== Objective ==
Print the full listing exactly.

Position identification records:
— BEGIN —

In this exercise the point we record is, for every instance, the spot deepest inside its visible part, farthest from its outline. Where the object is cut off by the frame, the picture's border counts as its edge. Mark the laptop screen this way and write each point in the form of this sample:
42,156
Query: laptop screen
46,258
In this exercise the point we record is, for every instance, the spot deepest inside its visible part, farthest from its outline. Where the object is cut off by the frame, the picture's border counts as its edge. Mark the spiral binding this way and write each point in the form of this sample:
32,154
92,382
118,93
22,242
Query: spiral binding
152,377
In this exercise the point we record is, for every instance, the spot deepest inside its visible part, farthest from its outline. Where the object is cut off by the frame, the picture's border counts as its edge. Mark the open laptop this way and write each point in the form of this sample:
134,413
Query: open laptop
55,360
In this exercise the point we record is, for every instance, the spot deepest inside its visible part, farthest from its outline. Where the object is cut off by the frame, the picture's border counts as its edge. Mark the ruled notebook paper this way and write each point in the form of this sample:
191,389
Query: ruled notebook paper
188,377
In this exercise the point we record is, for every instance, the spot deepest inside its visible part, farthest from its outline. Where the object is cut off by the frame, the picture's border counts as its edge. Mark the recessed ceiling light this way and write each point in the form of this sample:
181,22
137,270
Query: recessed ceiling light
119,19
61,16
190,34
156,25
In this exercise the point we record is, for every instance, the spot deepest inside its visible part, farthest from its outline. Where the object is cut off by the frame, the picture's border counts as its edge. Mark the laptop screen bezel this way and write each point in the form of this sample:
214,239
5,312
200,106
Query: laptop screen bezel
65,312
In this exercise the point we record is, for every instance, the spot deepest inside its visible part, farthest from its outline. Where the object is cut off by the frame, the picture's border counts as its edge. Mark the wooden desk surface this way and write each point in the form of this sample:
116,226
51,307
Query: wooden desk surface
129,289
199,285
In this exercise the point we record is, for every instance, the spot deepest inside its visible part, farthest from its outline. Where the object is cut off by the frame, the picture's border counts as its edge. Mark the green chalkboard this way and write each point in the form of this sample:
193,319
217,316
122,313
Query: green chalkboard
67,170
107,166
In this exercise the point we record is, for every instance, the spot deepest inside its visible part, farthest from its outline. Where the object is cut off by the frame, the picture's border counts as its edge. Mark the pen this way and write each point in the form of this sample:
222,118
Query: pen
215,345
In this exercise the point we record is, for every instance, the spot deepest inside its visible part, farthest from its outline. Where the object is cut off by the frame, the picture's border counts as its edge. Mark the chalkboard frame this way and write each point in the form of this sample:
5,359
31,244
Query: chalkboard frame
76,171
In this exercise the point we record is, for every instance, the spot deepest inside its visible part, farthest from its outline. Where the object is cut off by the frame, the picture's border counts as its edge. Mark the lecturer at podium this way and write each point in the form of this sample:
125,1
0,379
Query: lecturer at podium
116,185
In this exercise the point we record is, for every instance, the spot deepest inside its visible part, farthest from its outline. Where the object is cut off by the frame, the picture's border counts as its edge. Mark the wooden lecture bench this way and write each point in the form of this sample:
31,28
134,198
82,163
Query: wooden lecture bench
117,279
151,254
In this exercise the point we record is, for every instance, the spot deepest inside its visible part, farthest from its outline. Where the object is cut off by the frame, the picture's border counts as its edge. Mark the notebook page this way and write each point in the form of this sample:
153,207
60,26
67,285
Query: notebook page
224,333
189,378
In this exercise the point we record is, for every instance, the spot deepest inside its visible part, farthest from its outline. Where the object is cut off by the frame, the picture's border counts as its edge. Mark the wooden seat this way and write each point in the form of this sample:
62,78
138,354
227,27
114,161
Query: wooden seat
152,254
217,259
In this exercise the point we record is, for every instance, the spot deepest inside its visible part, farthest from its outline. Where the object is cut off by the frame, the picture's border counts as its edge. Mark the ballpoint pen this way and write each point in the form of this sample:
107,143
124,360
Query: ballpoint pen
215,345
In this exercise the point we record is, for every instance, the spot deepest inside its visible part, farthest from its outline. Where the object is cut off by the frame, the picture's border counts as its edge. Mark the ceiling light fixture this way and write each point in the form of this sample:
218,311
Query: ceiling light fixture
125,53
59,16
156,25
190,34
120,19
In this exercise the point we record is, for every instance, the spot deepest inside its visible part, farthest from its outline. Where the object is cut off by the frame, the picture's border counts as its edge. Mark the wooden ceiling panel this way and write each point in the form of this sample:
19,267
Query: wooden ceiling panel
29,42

— END —

== Solution ==
In this exercise the point we record is, for every instance, the spot deepest inside its visible part, farthest from its outline. Where the object is cut off by the frame, the picture's border counts as its edge. Mark the laptop screen this way and write each point in the form of this sample:
42,156
Query: laptop screen
46,258
In this exercise the point we record is, for every instance, the spot deepest inside its visible part, farthest from its outline. Where the object is cut off by the frame, the picture's border counts as its edge. Mark the spiral binding this way and write each point in the form of this sample:
32,154
92,382
118,93
22,242
Query: spiral binding
152,377
In this exercise the point we record is, for every instance, the spot deepest inside its visible part, farthest from its outline. Where the object is cut off by the frame, the picture's border counts as its edge. Mark the open laptop this way and write each point in the form of this sample:
134,413
Query: open laptop
55,360
In this exercise the point we record is, for every instance, the spot deepest inside its visible part, farthest from its outline. Where the object is cut off by the frame, the picture's border counts as its edge. Mark the ruled notebook paper this way and write each point in the form of this sample:
191,389
Query: ruled notebook paper
188,377
In this exercise the point we record is, for every instance, the spot deepest inside its visible part, farthest from its outline. Where the object is cut off by the frame, the picture's border counts as its edge. Mark the recessed ceiling light this way and write each point in the form of this sample:
181,22
137,270
Query: recessed ceiling light
119,19
61,16
190,34
156,25
In this exercise the point we record is, for every instance, the spot deepest inside its visible part, farthest from its outline. Where the object is cut off by the frame, the picture's border counts as its edge. Mark the laptop screen bezel this way and write each point in the form of this sample:
214,239
5,312
200,106
Query: laptop screen bezel
65,312
In this exercise the point we record is, for every instance, the spot deepest inside its visible part, farthest from its outline. Where the object is cut off by the frame, the picture's border counts as its edge. Mark the wooden desk surface this way and write each point in the form of this sample:
116,226
51,307
Query: wooden desk surface
129,289
199,285
In this exercise the point we record is, for every instance, the spot deepest inside its visible part, farthest from its outline. Where the object is cut off by the frame, the picture's border counts as its edge. Mark the green chalkboard this way and write each point in the form of this sample:
193,319
217,316
122,313
Query: green chalkboard
67,170
107,166
In this exercise the point we record is, for every instance, the spot deepest inside its visible part, farthest from its outline. Where the object is cut off by the frame, the picture's border counts as its edge. Mark the pen this way and write each point in the form of this sample:
222,118
Query: pen
215,345
In this exercise the point we record is, for every instance, the spot deepest inside its visible part, farthest from its outline. Where the object is cut off by the frame, the picture's border counts as its edge. Mark the chalkboard frame this way and write each point in the form of this sample:
5,359
31,244
Query: chalkboard frame
76,171
In this exercise the point we record is, for every instance, the spot deepest inside its visible part, farthest from its outline. Where the object is cut off by the frame, the picture's border counts as its edge. Mark the lecturer at podium this way and write each point in the form of this sample:
125,1
0,379
Query: lecturer at podium
116,185
In this exercise the point we record is, for every instance, the spot deepest inside its visible part, farthest from its outline. Where the object is cut off by the frame, the picture's border counts as its edge. Mark the wooden lecture bench this way and write each point in the form of this sample:
31,28
134,198
82,163
Query: wooden lecture bench
117,279
151,254
In this exercise the point we record is, for every instance, the spot deepest inside its visible part, farthest from its outline. Where the object is cut off by the frame, the picture's border counts as its edge. Mark the notebook page this way and write each point in the form of this sample:
153,207
60,26
67,285
Query: notebook page
224,333
189,378
In this exercise the point we record is, for every instance, the spot deepest inside its visible part, farthest from its outline. Where the object is cut off by the frame, the picture's border counts as its edge. Mark the wooden seat this way and write each point in the form of this sample:
62,78
138,354
227,27
114,161
Query: wooden seat
152,254
217,259
In this exercise the point we record is, for every instance, the spot deepest inside its visible part, farthest from its outline. Where the object is cut off by the frame, the picture's border counts as its edge. Mark the ballpoint pen this way and write each point in the form of this sample:
107,143
124,360
Query: ballpoint pen
215,345
In this exercise the point we record is, for every instance, the spot deepest inside its visible part, farthest from its outline. Where the object is cut off by the frame, the picture's border counts as its edge. Mark the ceiling light fixture this way and write each point in the form of this sample:
218,311
Query: ceiling light fixture
125,53
59,16
156,25
190,34
120,19
In this exercise the point we record is, for every instance, the spot deepest inside its visible part, farthest from its outline. Where the object is cut off by the frame, the picture's border counts as its edge. Mark the wooden ceiling panel this way and write each point in the form of this sample:
19,267
Query: wooden ceiling panel
29,42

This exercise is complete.